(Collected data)
####

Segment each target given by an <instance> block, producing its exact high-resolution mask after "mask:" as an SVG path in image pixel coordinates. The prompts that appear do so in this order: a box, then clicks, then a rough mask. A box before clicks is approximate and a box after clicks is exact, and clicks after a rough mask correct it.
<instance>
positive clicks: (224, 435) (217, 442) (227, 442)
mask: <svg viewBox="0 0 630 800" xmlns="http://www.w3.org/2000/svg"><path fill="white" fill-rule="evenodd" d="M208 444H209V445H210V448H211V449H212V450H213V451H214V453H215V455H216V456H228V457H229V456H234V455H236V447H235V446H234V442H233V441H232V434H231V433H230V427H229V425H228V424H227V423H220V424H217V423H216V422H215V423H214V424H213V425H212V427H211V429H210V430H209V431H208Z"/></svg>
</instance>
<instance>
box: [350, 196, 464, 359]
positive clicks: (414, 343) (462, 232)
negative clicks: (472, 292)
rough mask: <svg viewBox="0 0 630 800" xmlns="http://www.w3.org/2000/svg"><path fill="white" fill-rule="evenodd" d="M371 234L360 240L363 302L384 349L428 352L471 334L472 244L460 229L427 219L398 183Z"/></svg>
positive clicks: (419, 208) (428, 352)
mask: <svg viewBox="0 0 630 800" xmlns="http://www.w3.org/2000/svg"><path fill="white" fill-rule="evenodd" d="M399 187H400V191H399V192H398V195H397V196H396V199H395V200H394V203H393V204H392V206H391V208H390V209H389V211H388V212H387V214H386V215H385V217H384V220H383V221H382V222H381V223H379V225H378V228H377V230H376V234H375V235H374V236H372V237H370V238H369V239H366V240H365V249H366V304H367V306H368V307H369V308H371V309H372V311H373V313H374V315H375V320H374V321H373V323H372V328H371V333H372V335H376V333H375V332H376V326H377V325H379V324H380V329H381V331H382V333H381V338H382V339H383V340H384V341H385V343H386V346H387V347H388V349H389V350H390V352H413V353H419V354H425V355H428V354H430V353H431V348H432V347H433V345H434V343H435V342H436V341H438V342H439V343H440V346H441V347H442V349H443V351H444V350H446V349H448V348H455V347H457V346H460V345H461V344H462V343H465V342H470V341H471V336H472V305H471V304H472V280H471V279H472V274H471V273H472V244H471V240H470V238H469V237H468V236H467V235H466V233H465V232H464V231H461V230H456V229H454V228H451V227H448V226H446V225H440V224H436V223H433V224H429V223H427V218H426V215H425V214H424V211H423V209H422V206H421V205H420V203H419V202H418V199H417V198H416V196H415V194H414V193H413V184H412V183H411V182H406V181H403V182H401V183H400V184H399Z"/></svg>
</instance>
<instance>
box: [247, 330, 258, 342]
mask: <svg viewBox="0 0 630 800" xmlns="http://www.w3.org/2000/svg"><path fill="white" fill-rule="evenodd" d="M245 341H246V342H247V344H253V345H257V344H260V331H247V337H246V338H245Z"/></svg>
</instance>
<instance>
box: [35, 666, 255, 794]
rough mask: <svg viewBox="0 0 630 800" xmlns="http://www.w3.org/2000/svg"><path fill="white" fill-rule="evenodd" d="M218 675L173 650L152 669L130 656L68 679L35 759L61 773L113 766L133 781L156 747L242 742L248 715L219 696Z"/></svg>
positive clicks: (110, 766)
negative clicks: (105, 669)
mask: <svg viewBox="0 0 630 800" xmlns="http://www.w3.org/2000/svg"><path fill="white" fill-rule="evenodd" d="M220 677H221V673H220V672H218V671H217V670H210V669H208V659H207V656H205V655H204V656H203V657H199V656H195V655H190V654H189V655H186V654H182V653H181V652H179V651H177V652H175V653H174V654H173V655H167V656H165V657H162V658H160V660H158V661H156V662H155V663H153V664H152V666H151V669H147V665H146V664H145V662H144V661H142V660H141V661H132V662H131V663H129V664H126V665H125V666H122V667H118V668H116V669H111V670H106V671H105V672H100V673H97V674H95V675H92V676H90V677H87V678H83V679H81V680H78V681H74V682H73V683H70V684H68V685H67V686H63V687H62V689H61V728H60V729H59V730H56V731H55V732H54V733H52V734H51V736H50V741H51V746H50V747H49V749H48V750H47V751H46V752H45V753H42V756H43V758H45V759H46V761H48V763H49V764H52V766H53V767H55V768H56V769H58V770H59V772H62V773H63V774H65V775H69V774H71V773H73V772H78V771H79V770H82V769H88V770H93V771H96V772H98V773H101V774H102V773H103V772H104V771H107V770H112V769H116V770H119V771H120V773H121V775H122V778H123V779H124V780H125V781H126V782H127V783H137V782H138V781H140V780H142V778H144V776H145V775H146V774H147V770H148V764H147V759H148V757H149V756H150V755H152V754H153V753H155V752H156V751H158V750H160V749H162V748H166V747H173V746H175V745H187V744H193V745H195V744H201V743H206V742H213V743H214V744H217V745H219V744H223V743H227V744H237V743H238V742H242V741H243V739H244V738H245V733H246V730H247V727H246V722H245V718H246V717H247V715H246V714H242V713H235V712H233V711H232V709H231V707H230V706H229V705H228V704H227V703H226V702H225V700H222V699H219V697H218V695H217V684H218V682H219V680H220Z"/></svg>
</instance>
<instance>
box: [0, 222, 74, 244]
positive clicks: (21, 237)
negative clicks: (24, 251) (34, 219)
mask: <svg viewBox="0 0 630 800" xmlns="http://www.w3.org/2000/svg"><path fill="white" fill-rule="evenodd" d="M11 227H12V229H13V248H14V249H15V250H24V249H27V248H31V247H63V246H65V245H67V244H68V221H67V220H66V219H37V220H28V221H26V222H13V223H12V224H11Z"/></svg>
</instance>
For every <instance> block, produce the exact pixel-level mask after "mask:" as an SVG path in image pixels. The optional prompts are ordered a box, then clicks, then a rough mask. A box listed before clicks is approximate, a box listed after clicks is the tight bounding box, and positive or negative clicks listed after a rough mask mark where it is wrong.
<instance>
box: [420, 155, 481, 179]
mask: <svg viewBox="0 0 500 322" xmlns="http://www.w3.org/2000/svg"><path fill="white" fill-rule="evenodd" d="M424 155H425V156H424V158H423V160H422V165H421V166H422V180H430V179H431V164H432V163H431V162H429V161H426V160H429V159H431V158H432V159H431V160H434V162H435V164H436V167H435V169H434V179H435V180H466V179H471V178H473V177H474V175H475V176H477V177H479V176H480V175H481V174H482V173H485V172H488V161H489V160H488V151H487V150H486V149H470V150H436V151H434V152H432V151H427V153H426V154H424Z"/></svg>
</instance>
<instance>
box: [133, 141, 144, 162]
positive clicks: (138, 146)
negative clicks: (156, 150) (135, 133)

####

TASK DIRECTIONS
For every line of the entries holding the string "exact", add one to a tally; give the final figure only.

FINAL ANSWER
2